Natural language region descriptions:

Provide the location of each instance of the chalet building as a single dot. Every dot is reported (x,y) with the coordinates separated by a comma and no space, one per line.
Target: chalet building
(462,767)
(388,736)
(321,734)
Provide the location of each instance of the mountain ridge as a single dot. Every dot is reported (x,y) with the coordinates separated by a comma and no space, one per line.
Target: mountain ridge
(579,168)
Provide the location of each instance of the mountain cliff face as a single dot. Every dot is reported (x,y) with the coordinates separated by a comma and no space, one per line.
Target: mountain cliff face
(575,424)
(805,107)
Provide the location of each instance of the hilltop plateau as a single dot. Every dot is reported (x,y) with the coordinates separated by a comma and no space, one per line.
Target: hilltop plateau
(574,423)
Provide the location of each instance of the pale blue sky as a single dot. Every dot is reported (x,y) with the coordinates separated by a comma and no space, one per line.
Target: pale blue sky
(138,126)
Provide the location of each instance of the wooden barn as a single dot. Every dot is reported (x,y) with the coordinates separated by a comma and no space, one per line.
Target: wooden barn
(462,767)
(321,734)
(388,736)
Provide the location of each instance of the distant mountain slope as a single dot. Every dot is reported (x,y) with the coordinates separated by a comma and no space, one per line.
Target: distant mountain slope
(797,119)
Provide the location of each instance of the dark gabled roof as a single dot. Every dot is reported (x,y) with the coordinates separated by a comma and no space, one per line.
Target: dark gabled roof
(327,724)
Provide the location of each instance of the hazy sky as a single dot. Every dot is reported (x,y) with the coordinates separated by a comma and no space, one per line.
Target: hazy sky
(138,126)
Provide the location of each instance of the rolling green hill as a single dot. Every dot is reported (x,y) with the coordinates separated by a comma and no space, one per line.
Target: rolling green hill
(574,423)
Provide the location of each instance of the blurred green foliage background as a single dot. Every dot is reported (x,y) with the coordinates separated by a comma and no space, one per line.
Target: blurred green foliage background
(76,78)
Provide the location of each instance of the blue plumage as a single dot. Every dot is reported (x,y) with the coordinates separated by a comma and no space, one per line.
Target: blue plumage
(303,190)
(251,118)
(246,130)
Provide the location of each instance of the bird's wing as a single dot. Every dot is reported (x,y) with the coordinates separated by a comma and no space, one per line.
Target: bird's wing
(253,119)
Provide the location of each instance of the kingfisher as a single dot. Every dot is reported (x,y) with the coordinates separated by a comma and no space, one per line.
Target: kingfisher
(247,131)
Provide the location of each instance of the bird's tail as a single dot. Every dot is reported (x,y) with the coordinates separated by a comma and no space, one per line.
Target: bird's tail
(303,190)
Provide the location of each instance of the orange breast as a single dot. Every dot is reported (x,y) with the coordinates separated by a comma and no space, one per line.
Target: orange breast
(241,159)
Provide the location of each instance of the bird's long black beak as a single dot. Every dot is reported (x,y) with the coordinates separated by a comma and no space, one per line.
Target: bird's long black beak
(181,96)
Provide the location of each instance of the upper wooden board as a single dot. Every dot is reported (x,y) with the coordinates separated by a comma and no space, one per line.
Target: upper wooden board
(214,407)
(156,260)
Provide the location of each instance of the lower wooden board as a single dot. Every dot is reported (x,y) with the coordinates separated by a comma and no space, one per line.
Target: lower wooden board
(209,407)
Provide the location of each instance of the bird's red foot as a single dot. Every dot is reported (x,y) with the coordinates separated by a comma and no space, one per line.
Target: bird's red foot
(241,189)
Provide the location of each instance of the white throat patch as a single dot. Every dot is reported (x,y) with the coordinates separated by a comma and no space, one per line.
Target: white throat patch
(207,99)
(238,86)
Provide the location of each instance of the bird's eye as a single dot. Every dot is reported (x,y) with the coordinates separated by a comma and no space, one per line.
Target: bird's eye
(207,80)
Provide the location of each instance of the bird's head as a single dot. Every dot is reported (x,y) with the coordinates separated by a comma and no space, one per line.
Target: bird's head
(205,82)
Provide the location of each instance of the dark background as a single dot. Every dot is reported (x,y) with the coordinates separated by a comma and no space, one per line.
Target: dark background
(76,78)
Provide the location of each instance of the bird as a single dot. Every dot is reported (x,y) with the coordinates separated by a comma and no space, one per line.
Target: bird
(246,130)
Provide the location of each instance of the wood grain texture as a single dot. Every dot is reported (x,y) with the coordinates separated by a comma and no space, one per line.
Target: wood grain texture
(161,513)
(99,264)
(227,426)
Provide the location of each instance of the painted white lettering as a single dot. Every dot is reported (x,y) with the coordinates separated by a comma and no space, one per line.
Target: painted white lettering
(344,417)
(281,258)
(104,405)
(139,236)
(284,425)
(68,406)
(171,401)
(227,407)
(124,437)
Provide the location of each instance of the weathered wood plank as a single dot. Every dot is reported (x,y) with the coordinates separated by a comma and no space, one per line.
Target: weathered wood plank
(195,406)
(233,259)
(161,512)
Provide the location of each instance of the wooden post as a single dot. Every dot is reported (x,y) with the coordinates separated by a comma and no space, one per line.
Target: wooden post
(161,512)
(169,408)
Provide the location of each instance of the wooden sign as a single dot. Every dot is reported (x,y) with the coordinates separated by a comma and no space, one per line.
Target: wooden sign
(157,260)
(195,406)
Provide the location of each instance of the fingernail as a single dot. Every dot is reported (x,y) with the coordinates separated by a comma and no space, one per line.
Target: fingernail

Exercise directions: Transcribe every record above exactly.

Solution to the problem:
Provide the location of each instance of the chalet building as a single dot. Every dot is reported (x,y) with the coordinates separated by a comma and no space, one per line.
Target: chalet building
(462,767)
(388,736)
(321,734)
Provide the location of each instance of the mountain ridge as a single dot. Every dot is reported (x,y) with the coordinates separated by a comma and no space, one per line.
Target: mountain ridge
(579,168)
Provide the location of each instance of the mountain cliff face as a single dot. Every dot is reported (x,y) with the coordinates separated by a comma and no space, one per line.
Target: mountain cliff face
(575,424)
(805,107)
Provide the location of each instance of the hilltop plateau as a single dot. Every dot is reported (x,y) with the coordinates separated by a comma and no space, one per line.
Target: hilltop plateau
(574,423)
Provide the location of each instance of the pale blue sky as a single dot. Every dot is reported (x,y) with the coordinates separated by a comma and no space, one per line.
Target: pale blue sky
(138,126)
Provide the location of each instance of the wooden barn as a single dot. Every dot is reported (x,y) with the coordinates separated by a comma and no space, one per line.
Target: wooden barn
(462,767)
(321,734)
(388,736)
Provide the location of each instance of the distant mountain slope as a single dot. Every dot is reported (x,y) with the coordinates separated by a comma and no space, one per line.
Target: distant mountain slope
(797,119)
Provide the location of each instance of the dark gabled roof as a single dot. Every dot is reported (x,y) with the coordinates separated by a comma and no space, one per line.
Target: dark gabled roof
(327,724)
Provide the location of each instance of the hazy sky as a single dot. Every dot is reported (x,y) with the coordinates separated by a comma and no space, one per line.
Target: hazy sky
(138,126)
Provide the location of each instance of the rolling green hill as a single dot. Every dot is reported (x,y) with the coordinates separated by a comma and no space, one per line.
Target: rolling green hill
(574,423)
Provide the location of each instance of the blurred green foliage background as a single dot. Every dot is reported (x,y) with the coordinates separated by a comma and no space, one per line.
Target: blurred green foliage background
(76,78)
Provide the location of each instance of the blue plumage as a single dot. Every dot is reported (x,y) with the coordinates separated by a comma and no space, one per line.
Target: blue plumage
(303,190)
(251,118)
(246,130)
Provide the location of each instance of the bird's wing as a single dot. Every dot is reported (x,y) with the coordinates separated by a comma and no space, one per line.
Target: bird's wing
(253,119)
Provide the location of each instance of the kingfisher as a single dot. Every dot is reported (x,y) with the coordinates separated by a comma and no space, one per line.
Target: kingfisher
(247,131)
Provide the location of each instance of the bird's tail as a single dot. Every dot is reported (x,y) with the coordinates separated by a comma and no space, one per line.
Target: bird's tail
(303,190)
Provide the location of each instance of the orange breast as a single dot. Every dot is reported (x,y) with the coordinates separated by a comma and no space, one per line.
Target: orange breast
(241,159)
Provide the location of each instance of the bird's long black beak as a single dot. Every dot is reported (x,y) with the coordinates separated by a comma and no space, one per line.
Target: bird's long black beak
(181,96)
Provide the location of each instance of the upper wooden board as a single dot. Every dot is reported (x,y) with the coordinates separated by a comma and no space, one per line.
Target: upper wooden board
(214,407)
(156,260)
Provide the location of each instance of the lower wooden board as a single dot. Every dot is reported (x,y) with the coordinates separated by a comma and no space, one per line.
Target: lower wooden board
(209,407)
Provide the location of each instance of the bird's red foot as a single dot. Every dot is reported (x,y) with the coordinates separated by a comma and no space, one per line.
Target: bird's red foot
(241,189)
Provide the location of each instance of the white throat patch as a single dot. Every dot is reported (x,y) with the coordinates separated by a comma and no space, one per line.
Target: white throat patch
(207,99)
(238,86)
Provide the location of each instance of the bird's eye as a single dot. Every dot is reported (x,y) with the coordinates separated by a comma and no space, one per line.
Target: bird's eye
(207,80)
Provide the location of each instance of the bird's head as a single dot. Every dot is reported (x,y) with the coordinates separated by a comma and no space, one per line.
Target: bird's head
(205,82)
Provide the location of each instance of the dark background as a single dot. Every dot is reported (x,y) with the coordinates separated by a comma and no space, one per line.
Target: dark background
(76,78)
Provide the location of each instance of the bird as a single dot. Every dot is reported (x,y) with the coordinates separated by a comma and no space, one per line.
Target: bird
(246,130)
Provide the location of each instance of the wood grain texture as a single dot. Every dot is reported (x,y) with the coordinates separated by a comma and no space, one per line.
Target: wood grain texture
(161,513)
(99,264)
(227,426)
Provide the location of each instance of the painted white lettering as a single dot. Every dot is reported (x,y) with the coordinates separated by a comma and no space, one per line.
Target: painted white lettering
(344,417)
(281,258)
(104,405)
(139,236)
(284,425)
(68,406)
(171,401)
(227,407)
(124,437)
Provide the location of each instance of the weathered wood plank as a single dot. Every dot is reported (x,y) with the coordinates separated by a comma and no space, one per line.
Target: weathered wood plank
(195,406)
(233,259)
(161,512)
Provide the location of each instance of the wooden post as a single dot. Every dot is reported (x,y) with the coordinates separated by a comma and no space, one per line.
Target: wooden post
(161,512)
(169,408)
Provide the location of each instance of the wooden sign as a single dot. Every dot is reported (x,y) with the coordinates separated by a comma and no space, one per line.
Target: wooden sign
(157,260)
(195,406)
Provide the location of each instance of the fingernail as a single dot. Every dot is reported (x,y) with the coordinates separated by a comma and no space, one per line.
Target: fingernail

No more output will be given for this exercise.